### Série d'exercices
1. D'après l'extrait sur Pâques, en quoi consiste l'erreur des femmes venues le matin, et pourquoi l'ange dit-il qu'elles cherchent à la mauvaise place ? Répondez en une à trois phrases.
2. Dans l'extrait sur Pâques, répondez brièvement :
(a) Combien de lettres compte le petit mot grec rendu par « il faut » ?
(b) Quel âge a Jésus ?
(c) Comment le Christ entrevoit-il la véritable liberté ?

### Extrait du document
::::
Cela rappelle l'ange qui, au matin de Pâques, dit aux femmes : "Pourquoi cherchez-vous parmi les morts celui qui est vivant; il vous précède en Galilée, comme il vous l"avait dit." Là non plus l'erreur n'est pas de chercher, mais de chercher à la mauvaise place.

J'aime ce texte. J'aime également entendre le Sauveur, le Libérateur de son peuple dire : "Il faut que je demeure." Ce "il faut" est un tout petit mot grec de trois lettres qui revient souvent dans les évangiles. La plupart du temps il se rapporte à Jésus et on le trouve souvent dans sa bouche : "Il faut que je prêche aussi à d'autres villes", "il faut que le Fils de l'homme soit livré", "il faut que s'accomplisse à mon sujet tout ce qui est dit dans les prophètes"
Jésus n'a que 12 ans, mais toute sa vocation, son ministère, son œuvre de salut est pleinement là. Le Christ, Dieu fait homme, entrevoit la véritable liberté comme l'obéissance à la volonté de Dieu le Père. Non pas une soumission aveugle, mais une obéissance libre et active. Ce lien entre liberté et obéissance serait d'ailleurs vraiment à redécouvrir (mais c'est une parenthèse…).
::::
Enregistrements issus d'une collecte de données:
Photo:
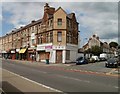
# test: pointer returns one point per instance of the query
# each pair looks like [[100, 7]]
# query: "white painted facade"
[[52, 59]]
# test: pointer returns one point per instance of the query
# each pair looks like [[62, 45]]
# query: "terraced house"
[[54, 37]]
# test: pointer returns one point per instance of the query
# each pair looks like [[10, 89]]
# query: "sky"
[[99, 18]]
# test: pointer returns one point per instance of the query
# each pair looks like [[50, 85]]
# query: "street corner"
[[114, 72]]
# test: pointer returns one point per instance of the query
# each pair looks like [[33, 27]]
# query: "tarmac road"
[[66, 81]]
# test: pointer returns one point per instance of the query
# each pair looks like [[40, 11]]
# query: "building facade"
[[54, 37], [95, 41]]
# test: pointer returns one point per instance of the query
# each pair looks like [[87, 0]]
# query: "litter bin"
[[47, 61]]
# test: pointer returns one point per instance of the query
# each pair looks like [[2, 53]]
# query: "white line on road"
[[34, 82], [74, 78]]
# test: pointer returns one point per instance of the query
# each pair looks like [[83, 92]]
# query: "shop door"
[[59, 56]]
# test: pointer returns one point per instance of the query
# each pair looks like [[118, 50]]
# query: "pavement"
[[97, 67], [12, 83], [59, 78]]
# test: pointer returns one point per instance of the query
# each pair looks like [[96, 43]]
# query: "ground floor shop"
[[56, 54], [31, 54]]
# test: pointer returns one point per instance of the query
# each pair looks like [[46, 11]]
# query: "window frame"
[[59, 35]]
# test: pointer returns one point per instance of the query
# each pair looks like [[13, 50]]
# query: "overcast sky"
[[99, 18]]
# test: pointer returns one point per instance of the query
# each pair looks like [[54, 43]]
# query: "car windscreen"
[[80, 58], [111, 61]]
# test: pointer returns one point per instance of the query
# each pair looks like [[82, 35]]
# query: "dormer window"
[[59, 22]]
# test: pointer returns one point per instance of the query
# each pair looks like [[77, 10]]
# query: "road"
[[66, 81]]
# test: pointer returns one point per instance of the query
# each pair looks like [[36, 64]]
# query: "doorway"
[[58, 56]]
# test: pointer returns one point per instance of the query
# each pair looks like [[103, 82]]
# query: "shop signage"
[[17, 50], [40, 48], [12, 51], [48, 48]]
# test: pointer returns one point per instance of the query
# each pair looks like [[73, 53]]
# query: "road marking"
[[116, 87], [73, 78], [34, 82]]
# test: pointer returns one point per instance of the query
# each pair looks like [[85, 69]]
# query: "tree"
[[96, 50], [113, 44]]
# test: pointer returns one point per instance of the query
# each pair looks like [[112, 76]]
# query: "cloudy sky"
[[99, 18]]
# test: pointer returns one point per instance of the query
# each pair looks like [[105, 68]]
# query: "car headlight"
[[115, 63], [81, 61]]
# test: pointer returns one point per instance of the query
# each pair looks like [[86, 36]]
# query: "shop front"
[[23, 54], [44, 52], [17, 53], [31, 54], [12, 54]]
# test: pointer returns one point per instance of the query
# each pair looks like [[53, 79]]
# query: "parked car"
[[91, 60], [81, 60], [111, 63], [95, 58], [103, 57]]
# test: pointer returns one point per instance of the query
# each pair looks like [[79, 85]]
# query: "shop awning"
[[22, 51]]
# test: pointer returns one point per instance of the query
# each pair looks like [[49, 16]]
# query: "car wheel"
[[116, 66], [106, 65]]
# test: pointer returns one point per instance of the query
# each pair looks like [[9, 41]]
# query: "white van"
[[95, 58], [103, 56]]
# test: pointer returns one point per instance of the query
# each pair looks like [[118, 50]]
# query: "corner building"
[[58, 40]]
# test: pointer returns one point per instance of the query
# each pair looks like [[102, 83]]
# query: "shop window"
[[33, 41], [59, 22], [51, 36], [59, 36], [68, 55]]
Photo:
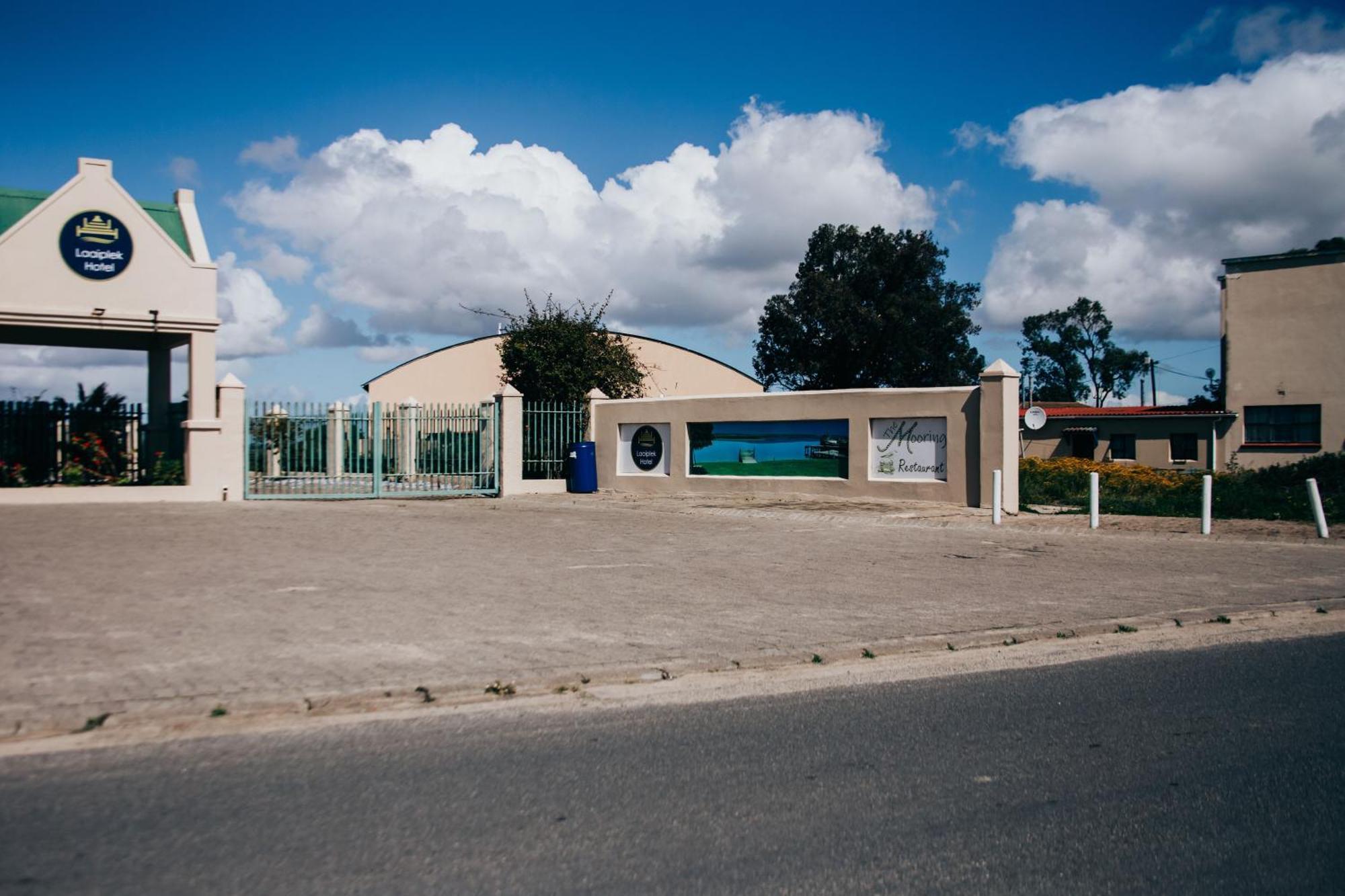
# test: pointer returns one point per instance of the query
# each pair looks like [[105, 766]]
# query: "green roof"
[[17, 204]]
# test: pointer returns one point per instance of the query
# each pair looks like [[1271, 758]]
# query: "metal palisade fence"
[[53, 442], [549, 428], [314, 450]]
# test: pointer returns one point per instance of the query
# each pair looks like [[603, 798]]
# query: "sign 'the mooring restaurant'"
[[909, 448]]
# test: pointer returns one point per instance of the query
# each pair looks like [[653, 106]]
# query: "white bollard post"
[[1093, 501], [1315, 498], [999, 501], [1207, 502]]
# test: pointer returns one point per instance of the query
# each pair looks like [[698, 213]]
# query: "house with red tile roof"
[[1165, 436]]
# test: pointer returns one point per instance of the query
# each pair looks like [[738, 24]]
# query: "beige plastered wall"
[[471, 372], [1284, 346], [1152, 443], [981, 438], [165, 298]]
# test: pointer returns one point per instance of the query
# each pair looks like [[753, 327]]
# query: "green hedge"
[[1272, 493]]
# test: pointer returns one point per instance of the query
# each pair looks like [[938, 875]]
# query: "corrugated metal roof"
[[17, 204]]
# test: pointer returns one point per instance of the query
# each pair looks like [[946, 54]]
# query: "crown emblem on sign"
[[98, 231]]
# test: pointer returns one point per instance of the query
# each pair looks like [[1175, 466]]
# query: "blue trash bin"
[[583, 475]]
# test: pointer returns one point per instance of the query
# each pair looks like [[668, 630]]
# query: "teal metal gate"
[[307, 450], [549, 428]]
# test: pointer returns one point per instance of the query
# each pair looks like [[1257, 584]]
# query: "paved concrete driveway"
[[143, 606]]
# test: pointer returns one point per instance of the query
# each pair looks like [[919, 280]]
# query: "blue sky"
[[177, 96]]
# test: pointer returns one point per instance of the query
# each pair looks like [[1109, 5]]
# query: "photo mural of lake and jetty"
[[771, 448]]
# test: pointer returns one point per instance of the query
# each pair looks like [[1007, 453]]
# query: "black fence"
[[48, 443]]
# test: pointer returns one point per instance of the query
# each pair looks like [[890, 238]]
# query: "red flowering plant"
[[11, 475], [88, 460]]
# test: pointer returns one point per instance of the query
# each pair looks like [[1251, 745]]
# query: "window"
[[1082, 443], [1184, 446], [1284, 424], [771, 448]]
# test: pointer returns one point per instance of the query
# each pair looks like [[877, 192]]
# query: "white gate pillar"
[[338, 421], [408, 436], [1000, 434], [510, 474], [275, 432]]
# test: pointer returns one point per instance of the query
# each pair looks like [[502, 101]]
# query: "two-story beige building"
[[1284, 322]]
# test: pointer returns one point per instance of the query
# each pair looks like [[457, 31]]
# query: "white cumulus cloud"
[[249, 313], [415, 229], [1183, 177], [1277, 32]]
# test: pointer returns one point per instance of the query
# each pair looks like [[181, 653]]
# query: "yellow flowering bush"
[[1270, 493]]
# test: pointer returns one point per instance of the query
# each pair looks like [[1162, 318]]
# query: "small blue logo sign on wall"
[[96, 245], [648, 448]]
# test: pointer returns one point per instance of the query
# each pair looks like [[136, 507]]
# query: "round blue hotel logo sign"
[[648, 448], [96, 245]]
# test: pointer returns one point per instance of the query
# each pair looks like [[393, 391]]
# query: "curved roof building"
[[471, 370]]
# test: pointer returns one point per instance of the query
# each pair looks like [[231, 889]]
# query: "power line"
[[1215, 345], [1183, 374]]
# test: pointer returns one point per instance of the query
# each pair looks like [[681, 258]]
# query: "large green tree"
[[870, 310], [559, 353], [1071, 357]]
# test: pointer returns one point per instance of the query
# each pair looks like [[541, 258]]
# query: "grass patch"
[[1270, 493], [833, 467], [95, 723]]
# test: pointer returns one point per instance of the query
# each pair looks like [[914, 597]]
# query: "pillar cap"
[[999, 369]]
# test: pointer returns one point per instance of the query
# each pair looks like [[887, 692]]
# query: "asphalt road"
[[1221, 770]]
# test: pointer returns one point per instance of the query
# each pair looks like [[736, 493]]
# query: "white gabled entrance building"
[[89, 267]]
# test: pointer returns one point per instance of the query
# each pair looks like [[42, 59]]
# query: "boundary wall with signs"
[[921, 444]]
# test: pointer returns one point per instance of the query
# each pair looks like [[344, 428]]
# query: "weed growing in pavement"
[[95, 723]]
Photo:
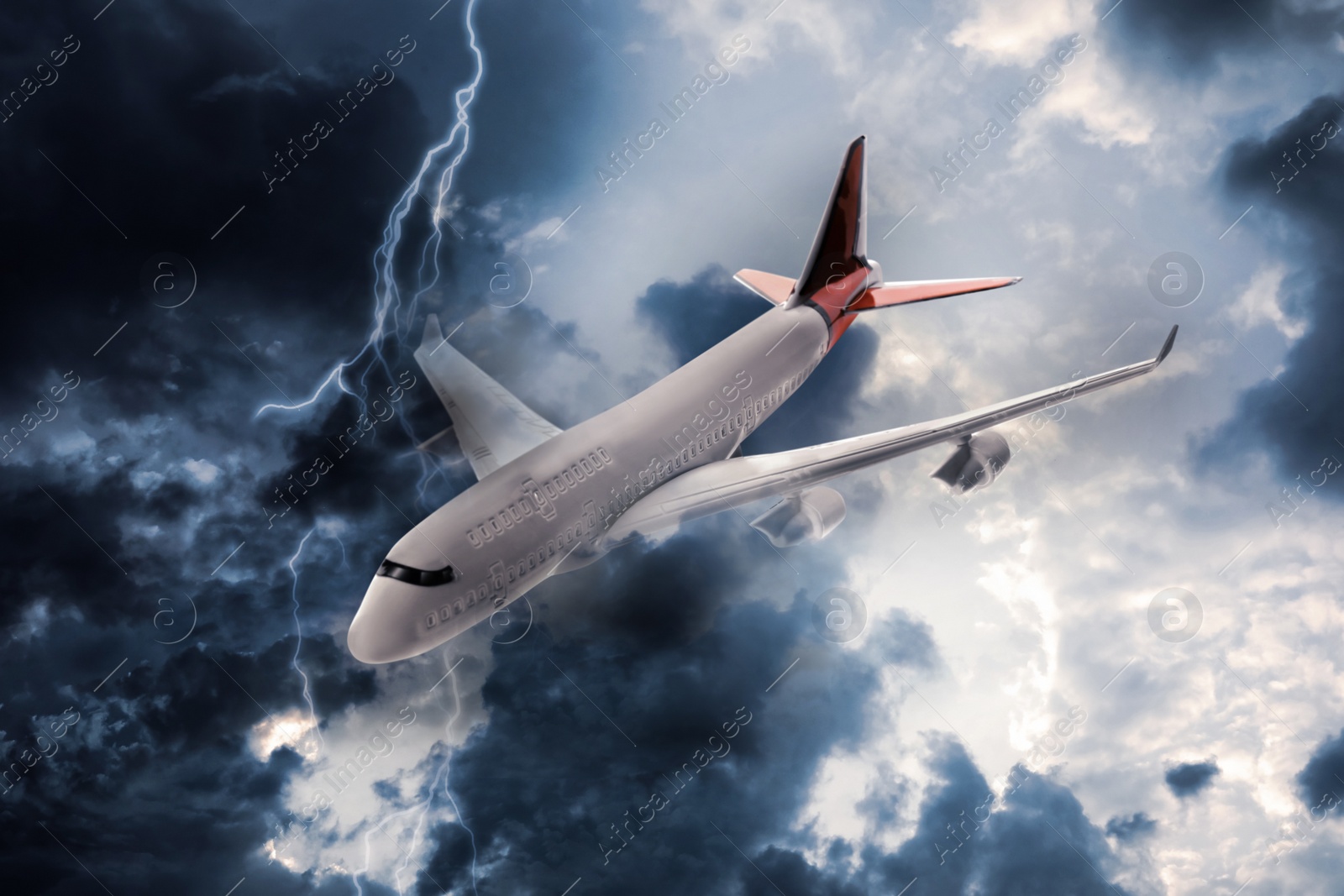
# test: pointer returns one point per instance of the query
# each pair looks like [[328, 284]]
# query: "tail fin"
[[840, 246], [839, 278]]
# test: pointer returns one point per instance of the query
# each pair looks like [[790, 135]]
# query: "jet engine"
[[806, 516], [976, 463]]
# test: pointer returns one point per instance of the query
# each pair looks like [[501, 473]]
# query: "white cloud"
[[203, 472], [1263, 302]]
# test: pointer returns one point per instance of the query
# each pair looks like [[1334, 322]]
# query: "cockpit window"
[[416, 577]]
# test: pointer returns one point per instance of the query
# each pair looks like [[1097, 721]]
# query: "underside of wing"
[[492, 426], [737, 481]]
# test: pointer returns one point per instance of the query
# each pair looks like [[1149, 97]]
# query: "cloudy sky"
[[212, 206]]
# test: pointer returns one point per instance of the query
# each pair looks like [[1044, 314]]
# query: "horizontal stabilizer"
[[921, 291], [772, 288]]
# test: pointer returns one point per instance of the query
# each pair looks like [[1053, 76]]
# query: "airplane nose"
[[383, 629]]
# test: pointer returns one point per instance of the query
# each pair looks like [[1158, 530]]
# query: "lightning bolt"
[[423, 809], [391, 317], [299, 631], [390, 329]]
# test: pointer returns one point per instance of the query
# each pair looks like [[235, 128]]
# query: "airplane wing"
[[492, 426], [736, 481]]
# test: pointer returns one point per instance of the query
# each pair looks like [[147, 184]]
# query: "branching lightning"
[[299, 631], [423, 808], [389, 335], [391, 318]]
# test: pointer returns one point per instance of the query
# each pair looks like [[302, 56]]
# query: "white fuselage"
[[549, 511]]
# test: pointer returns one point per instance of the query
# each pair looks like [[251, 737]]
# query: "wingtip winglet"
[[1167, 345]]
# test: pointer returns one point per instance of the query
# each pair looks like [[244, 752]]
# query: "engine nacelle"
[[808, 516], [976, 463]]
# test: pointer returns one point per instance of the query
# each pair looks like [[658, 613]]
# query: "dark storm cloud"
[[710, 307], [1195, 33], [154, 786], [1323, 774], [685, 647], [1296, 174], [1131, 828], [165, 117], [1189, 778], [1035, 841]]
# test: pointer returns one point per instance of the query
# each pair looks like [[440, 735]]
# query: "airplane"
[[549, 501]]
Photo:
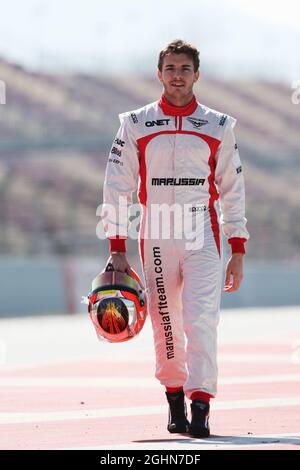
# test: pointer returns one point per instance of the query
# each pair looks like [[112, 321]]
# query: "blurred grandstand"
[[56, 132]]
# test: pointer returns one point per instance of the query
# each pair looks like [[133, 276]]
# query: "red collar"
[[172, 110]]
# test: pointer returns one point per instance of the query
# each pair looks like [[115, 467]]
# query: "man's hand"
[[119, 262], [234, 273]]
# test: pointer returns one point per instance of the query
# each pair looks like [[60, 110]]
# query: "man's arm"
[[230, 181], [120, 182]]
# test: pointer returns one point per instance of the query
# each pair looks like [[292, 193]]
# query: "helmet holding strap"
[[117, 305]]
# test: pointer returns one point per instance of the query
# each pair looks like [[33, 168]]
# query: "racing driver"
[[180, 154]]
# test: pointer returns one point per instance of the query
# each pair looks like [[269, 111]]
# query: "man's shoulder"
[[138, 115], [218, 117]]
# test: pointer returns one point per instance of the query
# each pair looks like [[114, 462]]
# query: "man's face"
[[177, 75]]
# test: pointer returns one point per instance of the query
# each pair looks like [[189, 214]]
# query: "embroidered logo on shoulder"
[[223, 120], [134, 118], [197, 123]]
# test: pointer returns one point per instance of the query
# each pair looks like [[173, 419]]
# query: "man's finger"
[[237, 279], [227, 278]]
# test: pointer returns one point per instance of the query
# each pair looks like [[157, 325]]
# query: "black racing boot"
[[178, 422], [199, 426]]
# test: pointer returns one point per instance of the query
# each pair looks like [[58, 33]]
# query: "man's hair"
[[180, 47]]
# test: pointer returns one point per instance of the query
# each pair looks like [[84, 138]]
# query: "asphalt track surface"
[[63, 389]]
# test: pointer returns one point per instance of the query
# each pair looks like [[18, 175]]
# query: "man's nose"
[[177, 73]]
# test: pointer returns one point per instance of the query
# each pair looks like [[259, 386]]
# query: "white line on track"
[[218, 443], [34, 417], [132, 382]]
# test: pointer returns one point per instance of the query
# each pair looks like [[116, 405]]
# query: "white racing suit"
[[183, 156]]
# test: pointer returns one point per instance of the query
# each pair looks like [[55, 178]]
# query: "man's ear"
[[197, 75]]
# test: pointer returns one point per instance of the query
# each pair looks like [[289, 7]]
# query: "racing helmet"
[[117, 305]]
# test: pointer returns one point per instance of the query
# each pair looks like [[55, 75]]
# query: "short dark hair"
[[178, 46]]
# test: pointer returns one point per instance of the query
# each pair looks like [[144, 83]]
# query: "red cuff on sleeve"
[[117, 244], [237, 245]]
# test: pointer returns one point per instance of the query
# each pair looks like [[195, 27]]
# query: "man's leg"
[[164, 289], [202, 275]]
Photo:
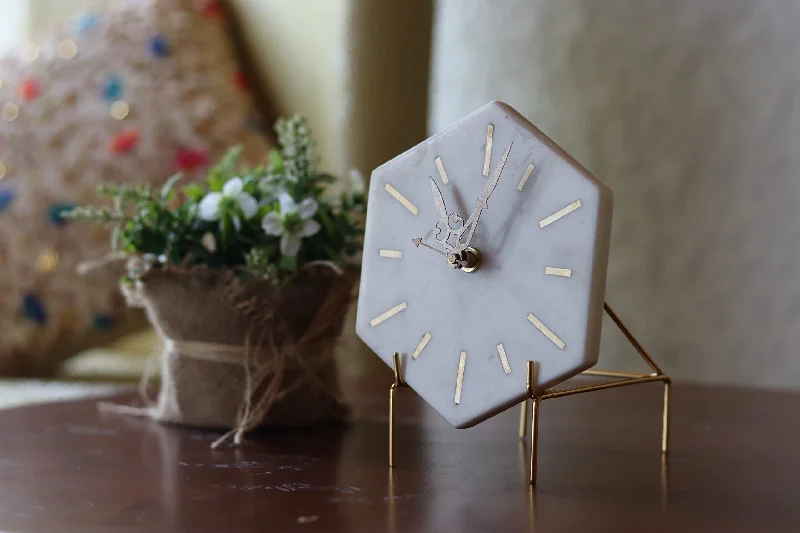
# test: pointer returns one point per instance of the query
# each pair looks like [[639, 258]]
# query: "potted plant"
::::
### Résultats attendus
1. Leur erreur n'est pas de chercher, mais de chercher à la mauvaise place. Elles cherchent parmi les morts celui qui est vivant, alors qu'il les précède en Galilée.

2.
(a) Trois lettres.
(b) 12 ans.
(c) Comme l'obéissance à la volonté de Dieu le Père.